*** Opening Recorded data ***
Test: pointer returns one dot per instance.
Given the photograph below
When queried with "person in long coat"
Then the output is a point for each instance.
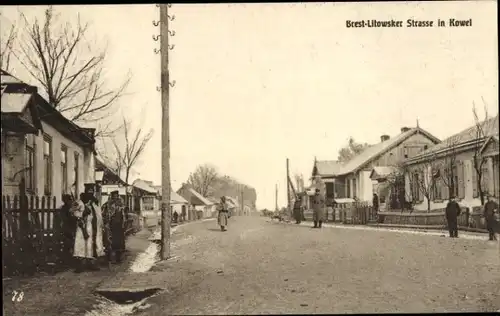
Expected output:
(83, 249)
(298, 210)
(97, 225)
(66, 223)
(223, 214)
(492, 224)
(452, 212)
(113, 213)
(318, 209)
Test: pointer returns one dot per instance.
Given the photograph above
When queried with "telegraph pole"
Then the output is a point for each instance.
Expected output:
(276, 198)
(289, 205)
(165, 134)
(242, 204)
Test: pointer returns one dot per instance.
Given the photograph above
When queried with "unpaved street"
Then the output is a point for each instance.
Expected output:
(259, 267)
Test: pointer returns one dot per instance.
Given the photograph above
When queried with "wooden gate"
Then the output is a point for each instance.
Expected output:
(31, 234)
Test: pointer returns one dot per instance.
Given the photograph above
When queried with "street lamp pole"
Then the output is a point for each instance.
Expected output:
(165, 134)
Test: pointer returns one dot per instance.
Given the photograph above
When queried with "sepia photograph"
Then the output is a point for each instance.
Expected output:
(250, 158)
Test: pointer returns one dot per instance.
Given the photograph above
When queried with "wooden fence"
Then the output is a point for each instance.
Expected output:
(31, 233)
(468, 218)
(355, 214)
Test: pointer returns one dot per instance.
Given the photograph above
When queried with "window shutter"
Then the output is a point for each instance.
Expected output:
(445, 190)
(474, 182)
(461, 181)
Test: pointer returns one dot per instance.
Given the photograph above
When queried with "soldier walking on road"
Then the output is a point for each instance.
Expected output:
(492, 224)
(318, 209)
(223, 213)
(452, 213)
(298, 210)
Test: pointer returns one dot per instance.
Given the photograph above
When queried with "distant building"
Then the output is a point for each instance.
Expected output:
(352, 179)
(456, 152)
(43, 153)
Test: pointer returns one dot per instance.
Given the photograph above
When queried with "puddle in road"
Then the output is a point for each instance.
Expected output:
(121, 303)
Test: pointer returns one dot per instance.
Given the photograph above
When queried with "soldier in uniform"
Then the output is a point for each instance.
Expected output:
(298, 209)
(490, 208)
(452, 213)
(318, 209)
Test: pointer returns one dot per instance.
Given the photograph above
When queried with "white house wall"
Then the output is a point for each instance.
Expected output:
(469, 200)
(85, 168)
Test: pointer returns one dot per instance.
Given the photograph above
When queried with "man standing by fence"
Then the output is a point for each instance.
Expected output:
(452, 213)
(114, 226)
(318, 209)
(492, 225)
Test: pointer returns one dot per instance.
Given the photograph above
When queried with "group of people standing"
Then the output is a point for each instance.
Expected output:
(318, 207)
(92, 232)
(490, 213)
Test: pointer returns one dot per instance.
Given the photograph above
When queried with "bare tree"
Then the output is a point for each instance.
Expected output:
(203, 178)
(448, 172)
(64, 63)
(129, 151)
(423, 178)
(480, 132)
(6, 44)
(351, 149)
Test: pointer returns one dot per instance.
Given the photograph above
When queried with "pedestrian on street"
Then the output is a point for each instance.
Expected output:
(83, 237)
(223, 213)
(492, 224)
(114, 227)
(318, 209)
(66, 223)
(298, 209)
(97, 223)
(183, 214)
(452, 213)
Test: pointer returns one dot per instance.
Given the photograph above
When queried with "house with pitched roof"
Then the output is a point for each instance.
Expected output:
(449, 168)
(198, 201)
(352, 178)
(43, 153)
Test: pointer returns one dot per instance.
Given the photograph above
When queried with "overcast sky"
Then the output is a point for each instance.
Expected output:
(258, 83)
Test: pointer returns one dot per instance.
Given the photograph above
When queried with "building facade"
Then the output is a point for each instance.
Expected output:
(451, 169)
(43, 153)
(352, 178)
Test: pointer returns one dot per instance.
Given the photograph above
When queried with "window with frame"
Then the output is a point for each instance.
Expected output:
(348, 188)
(64, 169)
(76, 166)
(485, 178)
(29, 176)
(47, 164)
(415, 187)
(354, 188)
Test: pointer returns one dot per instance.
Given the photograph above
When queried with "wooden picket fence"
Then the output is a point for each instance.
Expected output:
(31, 234)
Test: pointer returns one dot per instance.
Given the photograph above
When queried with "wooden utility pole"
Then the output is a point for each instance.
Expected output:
(242, 204)
(289, 202)
(276, 198)
(165, 135)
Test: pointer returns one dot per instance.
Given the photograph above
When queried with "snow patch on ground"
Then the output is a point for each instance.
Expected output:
(142, 263)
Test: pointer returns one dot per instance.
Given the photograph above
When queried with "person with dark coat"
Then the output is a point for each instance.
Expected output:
(298, 209)
(375, 202)
(318, 209)
(492, 224)
(114, 219)
(452, 213)
(66, 223)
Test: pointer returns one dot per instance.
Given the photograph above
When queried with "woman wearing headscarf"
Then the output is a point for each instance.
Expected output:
(223, 213)
(83, 249)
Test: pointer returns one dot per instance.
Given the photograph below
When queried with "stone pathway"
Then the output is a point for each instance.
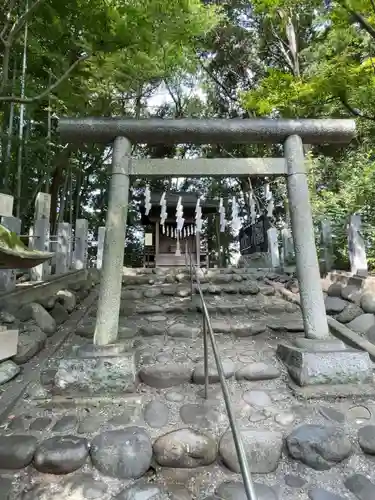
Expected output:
(164, 441)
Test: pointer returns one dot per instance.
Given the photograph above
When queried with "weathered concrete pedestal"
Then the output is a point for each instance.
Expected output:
(326, 369)
(97, 370)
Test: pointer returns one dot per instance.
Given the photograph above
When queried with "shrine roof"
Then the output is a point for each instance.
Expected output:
(189, 201)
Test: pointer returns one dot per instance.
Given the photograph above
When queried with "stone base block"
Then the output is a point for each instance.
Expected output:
(313, 345)
(333, 392)
(321, 367)
(8, 343)
(95, 376)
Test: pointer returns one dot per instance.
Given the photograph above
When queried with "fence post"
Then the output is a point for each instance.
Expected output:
(288, 246)
(80, 244)
(273, 247)
(41, 234)
(357, 248)
(64, 234)
(8, 276)
(100, 247)
(326, 240)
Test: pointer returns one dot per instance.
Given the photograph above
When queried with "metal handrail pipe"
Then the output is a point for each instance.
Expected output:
(238, 443)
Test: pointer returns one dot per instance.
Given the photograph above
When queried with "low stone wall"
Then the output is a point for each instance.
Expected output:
(255, 260)
(350, 300)
(37, 320)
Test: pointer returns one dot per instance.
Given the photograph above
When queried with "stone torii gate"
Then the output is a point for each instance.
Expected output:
(291, 133)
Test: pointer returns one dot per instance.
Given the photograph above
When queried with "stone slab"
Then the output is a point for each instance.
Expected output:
(332, 392)
(319, 345)
(8, 343)
(308, 367)
(96, 376)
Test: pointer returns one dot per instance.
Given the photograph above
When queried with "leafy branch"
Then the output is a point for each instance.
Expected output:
(8, 36)
(49, 89)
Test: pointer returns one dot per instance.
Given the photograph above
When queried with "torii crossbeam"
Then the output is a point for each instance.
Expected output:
(291, 133)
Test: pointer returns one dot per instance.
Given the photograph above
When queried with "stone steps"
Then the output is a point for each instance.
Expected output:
(165, 441)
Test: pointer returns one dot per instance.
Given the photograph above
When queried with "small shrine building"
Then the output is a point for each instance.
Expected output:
(164, 245)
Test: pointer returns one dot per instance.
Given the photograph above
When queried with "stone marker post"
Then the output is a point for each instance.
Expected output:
(287, 242)
(8, 276)
(41, 234)
(326, 239)
(273, 247)
(64, 234)
(357, 248)
(312, 300)
(100, 248)
(106, 329)
(80, 244)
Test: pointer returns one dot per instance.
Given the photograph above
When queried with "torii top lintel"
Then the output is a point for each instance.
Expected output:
(205, 131)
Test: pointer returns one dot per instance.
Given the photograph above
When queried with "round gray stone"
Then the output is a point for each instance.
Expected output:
(143, 491)
(257, 417)
(368, 302)
(294, 481)
(59, 313)
(84, 486)
(213, 289)
(332, 414)
(185, 448)
(157, 318)
(366, 439)
(200, 415)
(350, 312)
(351, 292)
(67, 299)
(362, 323)
(182, 330)
(165, 375)
(321, 494)
(335, 289)
(234, 490)
(40, 424)
(131, 295)
(156, 414)
(152, 293)
(123, 454)
(257, 398)
(17, 451)
(318, 446)
(8, 370)
(285, 419)
(213, 376)
(257, 371)
(90, 424)
(174, 397)
(334, 305)
(358, 413)
(17, 424)
(249, 329)
(61, 454)
(263, 450)
(6, 487)
(150, 329)
(249, 289)
(67, 423)
(360, 486)
(29, 344)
*** Closing Recorded data ***
**Exercise goal:** All lines with the word "wall" are needed; pull them from the entries and copy each.

**Reply:**
When queried with "white house wall"
When queried with "low stone wall"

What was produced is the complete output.